■ **TEXT PROVIDED**

--

Have you ever thought about that? The fate of the WORLD depends on Abraham. Will he do what God has told him to do? Even if it does not make sense to him? Even if he does not like what God is telling him to do? Does Abraham trust God? If so, how much?

Can you imagine how hard it was for Abraham? He had waited his whole life for a son. And, finally, God blesses him with a child, and, now, God is asking Abraham to sacrifice that child. So what will he do? Will Abraham cling to the gift God has given him? Or will Abraham trust the one who gave him the gift?

I’m gonna be honest with you. The idea that God tests us is not one that I like a whole lot. I don’t like the idea that God might “set us up” somehow. The whole scenario is so unpleasant that we might be tempted to explain away this story, saying that Abraham MISTAKENLY believed that God wanted him to sacrifice Isaac.[iv] But scripture clearly states that God tests Abraham by commanding him to use Isaac as a burnt offering.

This is not a game. God wants to know if Abraham trusts God COMPLETELY. Old Testament scholar Walter Brueggemann says that, at this point in the story, God genuinely does not know what Abraham will do, just as Abraham does not know what God will do.[v]

Luckily, Abraham passes the test. Abraham does EXACTLY what God tells him to do, even though everything in him must have been screaming out, “Don’t make me do this!” Abraham obeys God. Abraham obeys God because Abraham trusts God. Abraham believes that God will provide. Abraham has no clue HOW God will provide. He has no earthly idea what God is about to do! But Abraham believes, beyond any shadow of doubt, that the God who is able to give life to an old man and a barren woman is able to take terrible tragedy and, somehow, bring about new life. Abraham believes in God. Abraham believes in the goodness of God. Abraham believes that, somehow, God will provide. Abraham believes because God made a promise, and God has always kept that promise.

So Abraham sets out to do what God has told him to do. He builds an altar, places the wood on it, and ties up his son, his only son, his only hope. Abraham places Isaac on the altar and takes out a knife and prepares to give God everything.

And God says, “Stop. Don’t do it.”

And Abraham stops. Abraham listens to the voice of God. He heeds God’s call. And that, my friends, is the word for us today. Will we do what God calls us to do?

--

■ **QUESTIONS TO ANSWER**
#1 Duplicate the part of the sermon on Abraham starting at "So Abraham sets" and ending at "calls us to do?".
#2 In the first paragraph of the sermon on Abraham, list every sentence that ends with a question mark.
#3 Please write the next part of the sermon on Abraham, picking up after its final sentence.

[Pointing data for referring expressions]
--

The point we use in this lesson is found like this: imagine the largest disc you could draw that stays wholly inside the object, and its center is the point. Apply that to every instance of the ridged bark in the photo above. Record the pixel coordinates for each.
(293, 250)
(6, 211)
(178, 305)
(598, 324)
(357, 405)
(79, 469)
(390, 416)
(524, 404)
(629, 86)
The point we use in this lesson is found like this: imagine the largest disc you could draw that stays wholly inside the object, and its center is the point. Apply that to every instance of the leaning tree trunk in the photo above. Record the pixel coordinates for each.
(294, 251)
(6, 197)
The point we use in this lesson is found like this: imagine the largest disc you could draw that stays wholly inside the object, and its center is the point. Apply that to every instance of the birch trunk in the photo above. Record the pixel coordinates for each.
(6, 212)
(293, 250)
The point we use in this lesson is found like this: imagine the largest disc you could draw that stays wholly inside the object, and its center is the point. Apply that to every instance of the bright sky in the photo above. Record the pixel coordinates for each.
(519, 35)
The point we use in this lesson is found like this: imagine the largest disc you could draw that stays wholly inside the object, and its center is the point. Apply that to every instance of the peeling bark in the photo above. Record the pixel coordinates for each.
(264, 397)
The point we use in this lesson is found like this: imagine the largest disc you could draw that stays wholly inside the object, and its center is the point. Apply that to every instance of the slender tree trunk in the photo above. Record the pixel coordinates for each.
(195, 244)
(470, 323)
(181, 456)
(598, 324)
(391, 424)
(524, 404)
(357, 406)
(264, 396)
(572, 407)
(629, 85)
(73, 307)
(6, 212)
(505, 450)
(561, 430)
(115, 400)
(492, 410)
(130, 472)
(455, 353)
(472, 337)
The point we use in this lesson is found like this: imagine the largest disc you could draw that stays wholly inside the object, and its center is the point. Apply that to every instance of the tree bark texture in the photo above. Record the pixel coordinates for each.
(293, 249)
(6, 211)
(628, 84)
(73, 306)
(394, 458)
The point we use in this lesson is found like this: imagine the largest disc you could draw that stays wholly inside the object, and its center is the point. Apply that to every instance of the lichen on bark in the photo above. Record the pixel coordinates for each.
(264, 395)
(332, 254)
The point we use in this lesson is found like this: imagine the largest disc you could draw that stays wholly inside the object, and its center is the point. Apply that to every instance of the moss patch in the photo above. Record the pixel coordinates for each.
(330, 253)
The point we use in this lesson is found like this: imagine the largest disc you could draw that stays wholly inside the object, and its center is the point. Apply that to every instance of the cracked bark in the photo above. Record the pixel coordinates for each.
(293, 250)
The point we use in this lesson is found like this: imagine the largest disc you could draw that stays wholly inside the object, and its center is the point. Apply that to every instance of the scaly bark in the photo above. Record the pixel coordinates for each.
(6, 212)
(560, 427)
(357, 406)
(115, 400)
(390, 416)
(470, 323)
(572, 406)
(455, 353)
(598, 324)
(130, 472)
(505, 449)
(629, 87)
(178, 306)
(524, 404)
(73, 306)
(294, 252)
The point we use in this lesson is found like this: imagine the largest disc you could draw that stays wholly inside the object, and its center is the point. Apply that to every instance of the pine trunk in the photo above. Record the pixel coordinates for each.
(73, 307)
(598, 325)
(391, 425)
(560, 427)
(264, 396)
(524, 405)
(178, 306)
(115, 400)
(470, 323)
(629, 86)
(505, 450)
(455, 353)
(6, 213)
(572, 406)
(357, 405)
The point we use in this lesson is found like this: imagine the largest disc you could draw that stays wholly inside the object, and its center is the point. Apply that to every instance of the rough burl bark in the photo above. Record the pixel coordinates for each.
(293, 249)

--

■ **RESULTS**
#1
So Abraham sets out to do what God has told him to do. He builds an altar, places the wood on it, and ties up his son, his only son, his only hope. Abraham places Isaac on the altar and takes out a knife and prepares to give God everything.

And God says, “Stop. Don’t do it.”

And Abraham stops. Abraham listens to the voice of God. He heeds God’s call. And that, my friends, is the word for us today. Will we do what God calls us to do?

#2
- Have you ever thought about that?
- Will he do what God has told him to do?
- Even if it does not make sense to him?
- Even if he does not like what God is telling him to do?
- Does Abraham trust God?
- If so, how much?

#3
When we read this passage now and hear God ask for a human sacrifice, everything in us rebels. We know that God does not do that. But ABRAHAM did not know that. The sacrifice of children was a common religious practice in that time and place. There was no reason for Abraham to think that YHWH might be any different from any of those other so-called gods. This is Genesis. We are at the very beginning of the story. Abraham was just finding out what God is like and what God will do. Other religions claimed that God requires human sacrifice, but this terrifying story proves that YWHW is different.

“If anybody is going to be sacrificed,” God proclaims, “it will be me.” And, friends, that is the good news. God provides. God provides the sacrifice. God IS the sacrifice. God loves us so much that God would rather die himself than see even one child suffer.

But there is more to our story today than another affirmation that God is our liberator. This story calls us to action. It calls us to listen. It calls us to trust.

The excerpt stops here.